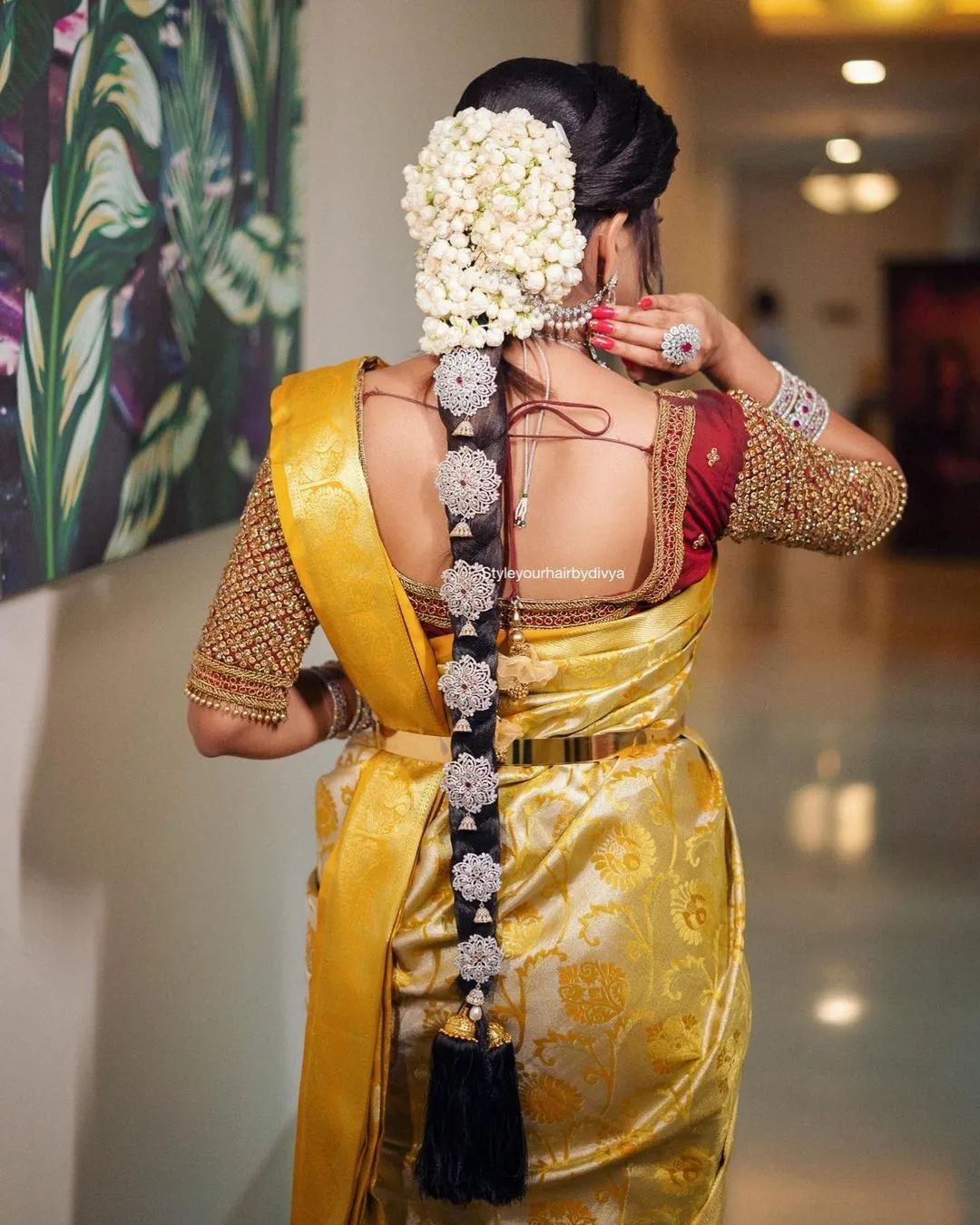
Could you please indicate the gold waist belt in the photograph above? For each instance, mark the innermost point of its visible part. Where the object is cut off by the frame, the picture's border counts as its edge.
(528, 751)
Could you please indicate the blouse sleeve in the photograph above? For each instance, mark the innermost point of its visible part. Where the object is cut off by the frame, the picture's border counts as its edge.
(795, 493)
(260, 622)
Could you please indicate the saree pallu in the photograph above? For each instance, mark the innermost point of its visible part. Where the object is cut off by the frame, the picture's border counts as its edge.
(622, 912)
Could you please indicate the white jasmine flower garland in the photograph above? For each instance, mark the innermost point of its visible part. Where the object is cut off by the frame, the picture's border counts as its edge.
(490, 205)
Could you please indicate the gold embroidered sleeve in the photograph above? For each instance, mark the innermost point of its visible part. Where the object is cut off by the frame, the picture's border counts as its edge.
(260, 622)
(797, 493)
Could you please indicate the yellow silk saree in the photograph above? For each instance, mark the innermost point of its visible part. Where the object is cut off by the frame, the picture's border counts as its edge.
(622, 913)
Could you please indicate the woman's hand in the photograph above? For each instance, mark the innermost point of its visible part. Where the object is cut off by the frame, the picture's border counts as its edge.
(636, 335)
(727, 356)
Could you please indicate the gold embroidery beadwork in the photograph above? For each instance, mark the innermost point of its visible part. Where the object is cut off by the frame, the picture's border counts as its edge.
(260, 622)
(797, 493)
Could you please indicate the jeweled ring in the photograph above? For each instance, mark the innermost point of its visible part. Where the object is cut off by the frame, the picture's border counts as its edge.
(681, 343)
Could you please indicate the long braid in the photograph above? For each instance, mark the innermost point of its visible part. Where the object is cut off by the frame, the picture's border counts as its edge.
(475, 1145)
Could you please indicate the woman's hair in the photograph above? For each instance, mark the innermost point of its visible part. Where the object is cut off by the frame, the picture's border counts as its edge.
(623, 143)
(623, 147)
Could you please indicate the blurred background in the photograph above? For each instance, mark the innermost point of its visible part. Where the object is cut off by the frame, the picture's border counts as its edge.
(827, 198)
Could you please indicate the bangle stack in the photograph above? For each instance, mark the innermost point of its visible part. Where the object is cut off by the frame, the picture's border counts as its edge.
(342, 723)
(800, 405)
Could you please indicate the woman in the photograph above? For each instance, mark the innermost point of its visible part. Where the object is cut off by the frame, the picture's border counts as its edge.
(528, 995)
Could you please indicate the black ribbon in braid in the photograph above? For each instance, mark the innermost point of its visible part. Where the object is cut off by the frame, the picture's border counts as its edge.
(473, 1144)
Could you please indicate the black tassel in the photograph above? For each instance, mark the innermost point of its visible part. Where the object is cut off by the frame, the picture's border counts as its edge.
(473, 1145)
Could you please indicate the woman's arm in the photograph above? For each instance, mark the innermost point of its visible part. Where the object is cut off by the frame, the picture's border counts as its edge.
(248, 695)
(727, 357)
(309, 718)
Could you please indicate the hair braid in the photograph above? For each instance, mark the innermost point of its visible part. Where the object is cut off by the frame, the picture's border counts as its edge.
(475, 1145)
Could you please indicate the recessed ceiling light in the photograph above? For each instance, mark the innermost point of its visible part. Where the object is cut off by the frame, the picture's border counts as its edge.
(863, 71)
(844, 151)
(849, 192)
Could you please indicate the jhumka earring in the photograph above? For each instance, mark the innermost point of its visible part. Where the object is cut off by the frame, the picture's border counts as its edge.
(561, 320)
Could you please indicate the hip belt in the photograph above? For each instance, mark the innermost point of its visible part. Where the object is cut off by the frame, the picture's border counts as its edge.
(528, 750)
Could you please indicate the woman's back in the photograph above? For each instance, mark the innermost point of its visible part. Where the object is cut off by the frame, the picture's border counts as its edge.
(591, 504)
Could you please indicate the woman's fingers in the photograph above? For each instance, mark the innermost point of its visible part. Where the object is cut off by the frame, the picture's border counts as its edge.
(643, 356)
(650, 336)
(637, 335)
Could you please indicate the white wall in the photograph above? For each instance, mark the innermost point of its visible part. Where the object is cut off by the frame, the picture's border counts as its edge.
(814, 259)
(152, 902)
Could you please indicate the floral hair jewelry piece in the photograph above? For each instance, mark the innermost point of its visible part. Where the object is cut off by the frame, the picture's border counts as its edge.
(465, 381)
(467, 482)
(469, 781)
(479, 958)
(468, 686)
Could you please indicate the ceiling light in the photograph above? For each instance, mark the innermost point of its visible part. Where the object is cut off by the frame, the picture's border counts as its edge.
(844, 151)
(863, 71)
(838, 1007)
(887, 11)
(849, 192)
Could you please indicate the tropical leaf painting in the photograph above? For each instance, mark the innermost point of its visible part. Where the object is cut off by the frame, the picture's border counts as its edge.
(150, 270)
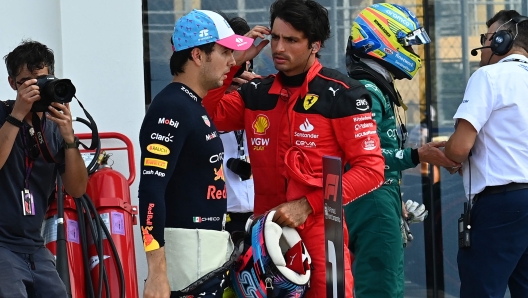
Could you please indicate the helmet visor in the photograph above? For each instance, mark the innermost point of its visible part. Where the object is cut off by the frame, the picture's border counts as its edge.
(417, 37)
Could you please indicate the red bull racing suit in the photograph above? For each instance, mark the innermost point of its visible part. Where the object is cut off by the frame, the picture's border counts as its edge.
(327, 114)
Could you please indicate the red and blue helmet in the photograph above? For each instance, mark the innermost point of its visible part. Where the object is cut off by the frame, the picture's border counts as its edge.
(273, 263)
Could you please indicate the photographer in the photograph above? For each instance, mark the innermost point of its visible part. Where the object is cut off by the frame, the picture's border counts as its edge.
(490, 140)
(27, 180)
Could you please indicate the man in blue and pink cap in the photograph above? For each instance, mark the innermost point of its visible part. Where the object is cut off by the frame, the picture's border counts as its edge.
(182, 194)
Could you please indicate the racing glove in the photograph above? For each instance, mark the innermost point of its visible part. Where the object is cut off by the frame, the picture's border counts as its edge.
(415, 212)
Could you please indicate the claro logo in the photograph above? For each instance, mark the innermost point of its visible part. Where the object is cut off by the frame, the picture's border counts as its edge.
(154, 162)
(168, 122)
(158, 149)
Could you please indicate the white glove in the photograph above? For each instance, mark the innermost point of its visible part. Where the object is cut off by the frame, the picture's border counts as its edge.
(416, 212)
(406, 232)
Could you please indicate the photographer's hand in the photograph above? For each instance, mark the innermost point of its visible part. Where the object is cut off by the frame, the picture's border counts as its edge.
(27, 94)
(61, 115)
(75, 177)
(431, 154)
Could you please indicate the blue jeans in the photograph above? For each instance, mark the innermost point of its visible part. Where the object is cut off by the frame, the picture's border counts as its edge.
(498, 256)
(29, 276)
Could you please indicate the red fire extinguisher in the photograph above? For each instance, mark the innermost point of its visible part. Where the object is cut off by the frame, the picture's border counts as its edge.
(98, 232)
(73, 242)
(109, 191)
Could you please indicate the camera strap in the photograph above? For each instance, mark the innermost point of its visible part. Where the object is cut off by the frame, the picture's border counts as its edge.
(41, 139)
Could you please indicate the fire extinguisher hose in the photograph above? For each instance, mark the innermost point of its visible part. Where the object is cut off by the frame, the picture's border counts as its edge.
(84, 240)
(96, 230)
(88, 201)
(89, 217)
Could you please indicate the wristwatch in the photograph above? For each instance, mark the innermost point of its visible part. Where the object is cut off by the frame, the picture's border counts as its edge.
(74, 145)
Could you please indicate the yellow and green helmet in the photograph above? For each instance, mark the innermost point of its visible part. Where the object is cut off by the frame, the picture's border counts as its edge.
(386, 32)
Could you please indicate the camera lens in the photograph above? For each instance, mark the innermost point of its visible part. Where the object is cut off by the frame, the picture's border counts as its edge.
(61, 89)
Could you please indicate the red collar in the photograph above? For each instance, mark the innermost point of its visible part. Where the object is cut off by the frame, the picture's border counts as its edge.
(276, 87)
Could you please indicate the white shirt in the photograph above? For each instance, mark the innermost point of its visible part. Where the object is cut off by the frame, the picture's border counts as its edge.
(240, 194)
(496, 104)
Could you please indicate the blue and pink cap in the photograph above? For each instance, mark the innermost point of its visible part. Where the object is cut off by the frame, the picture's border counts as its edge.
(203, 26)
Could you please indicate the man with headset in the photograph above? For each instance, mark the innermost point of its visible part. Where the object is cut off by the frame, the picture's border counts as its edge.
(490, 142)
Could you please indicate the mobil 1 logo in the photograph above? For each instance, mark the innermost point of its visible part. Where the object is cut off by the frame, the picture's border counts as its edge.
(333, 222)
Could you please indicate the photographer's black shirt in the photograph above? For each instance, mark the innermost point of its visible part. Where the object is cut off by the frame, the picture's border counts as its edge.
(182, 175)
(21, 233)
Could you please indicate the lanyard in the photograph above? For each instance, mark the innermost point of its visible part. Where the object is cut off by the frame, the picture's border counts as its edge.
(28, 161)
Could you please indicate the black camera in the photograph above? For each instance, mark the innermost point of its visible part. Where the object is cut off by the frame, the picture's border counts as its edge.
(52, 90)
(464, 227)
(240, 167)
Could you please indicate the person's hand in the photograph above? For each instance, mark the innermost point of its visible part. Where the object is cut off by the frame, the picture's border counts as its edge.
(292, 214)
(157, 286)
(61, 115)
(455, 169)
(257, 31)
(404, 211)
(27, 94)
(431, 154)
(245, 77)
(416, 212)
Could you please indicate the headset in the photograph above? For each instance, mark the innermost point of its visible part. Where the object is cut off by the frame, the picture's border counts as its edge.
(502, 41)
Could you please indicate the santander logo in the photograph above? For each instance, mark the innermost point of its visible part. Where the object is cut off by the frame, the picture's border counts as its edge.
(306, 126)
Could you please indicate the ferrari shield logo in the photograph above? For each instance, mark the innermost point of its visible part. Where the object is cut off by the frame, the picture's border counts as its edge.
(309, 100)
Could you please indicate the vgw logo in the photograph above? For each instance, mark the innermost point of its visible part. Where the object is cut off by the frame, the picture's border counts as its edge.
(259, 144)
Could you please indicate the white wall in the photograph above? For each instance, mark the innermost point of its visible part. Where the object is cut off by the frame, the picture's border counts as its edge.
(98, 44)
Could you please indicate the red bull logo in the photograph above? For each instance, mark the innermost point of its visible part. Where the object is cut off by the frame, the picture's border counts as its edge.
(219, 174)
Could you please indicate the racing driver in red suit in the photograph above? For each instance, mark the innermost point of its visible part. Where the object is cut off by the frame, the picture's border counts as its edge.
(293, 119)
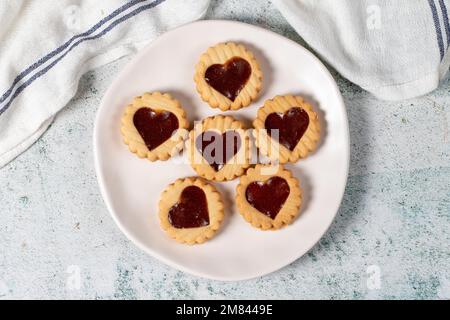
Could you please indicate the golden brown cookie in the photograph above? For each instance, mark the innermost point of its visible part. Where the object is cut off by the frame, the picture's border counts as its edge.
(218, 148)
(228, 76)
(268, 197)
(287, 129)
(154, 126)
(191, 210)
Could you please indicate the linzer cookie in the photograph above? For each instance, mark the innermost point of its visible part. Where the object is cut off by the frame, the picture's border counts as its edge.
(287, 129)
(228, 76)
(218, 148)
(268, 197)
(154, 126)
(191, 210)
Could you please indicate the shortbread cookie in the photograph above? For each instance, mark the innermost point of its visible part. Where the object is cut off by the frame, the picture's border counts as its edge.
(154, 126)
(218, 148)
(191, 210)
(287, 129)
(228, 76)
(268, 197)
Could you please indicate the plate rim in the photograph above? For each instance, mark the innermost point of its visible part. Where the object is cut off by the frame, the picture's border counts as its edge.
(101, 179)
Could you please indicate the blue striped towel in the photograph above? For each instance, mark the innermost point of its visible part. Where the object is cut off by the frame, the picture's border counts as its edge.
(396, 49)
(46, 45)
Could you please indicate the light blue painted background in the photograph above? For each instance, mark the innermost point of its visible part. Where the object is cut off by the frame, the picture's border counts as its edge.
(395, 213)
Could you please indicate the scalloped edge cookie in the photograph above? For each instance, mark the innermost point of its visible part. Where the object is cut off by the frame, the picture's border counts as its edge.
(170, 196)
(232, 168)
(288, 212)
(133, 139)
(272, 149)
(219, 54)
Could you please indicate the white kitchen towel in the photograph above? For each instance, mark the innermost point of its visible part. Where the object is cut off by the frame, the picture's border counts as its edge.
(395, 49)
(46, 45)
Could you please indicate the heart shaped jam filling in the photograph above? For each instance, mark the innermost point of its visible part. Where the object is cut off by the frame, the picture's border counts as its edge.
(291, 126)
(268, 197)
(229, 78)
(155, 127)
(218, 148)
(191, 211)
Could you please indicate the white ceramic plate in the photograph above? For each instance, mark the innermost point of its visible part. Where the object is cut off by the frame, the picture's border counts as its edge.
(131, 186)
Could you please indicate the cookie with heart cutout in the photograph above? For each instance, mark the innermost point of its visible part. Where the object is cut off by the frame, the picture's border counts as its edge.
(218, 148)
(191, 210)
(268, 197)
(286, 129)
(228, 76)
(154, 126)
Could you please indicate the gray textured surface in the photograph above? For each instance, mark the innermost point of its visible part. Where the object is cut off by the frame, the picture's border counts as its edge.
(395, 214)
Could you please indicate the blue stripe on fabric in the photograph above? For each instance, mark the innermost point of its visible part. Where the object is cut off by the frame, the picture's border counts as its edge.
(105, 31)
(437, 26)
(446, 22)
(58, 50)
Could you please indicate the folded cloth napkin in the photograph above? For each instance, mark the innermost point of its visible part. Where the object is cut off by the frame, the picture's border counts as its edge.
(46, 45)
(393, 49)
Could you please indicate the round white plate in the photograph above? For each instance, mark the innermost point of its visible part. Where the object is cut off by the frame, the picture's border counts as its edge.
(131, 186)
--
=== TASK ===
Lines from the one containing "Could you please indicate the folded" to the end of the data are to be printed exactly, including the first and last.

=== ANSWER FOR THE TASK ===
Could you please indicate the folded cloth napkin in the photograph above? For each instance, mark the innermost point of its visible part. Where the object is cut off by the frame, the picture's border counts as its edge.
(46, 45)
(393, 49)
Could you please indicate the round white plate in the photograph above? For each instance, mark the innermost point of its visible part. Where the object is cut off by the frame, the picture's border counts as its edge.
(131, 186)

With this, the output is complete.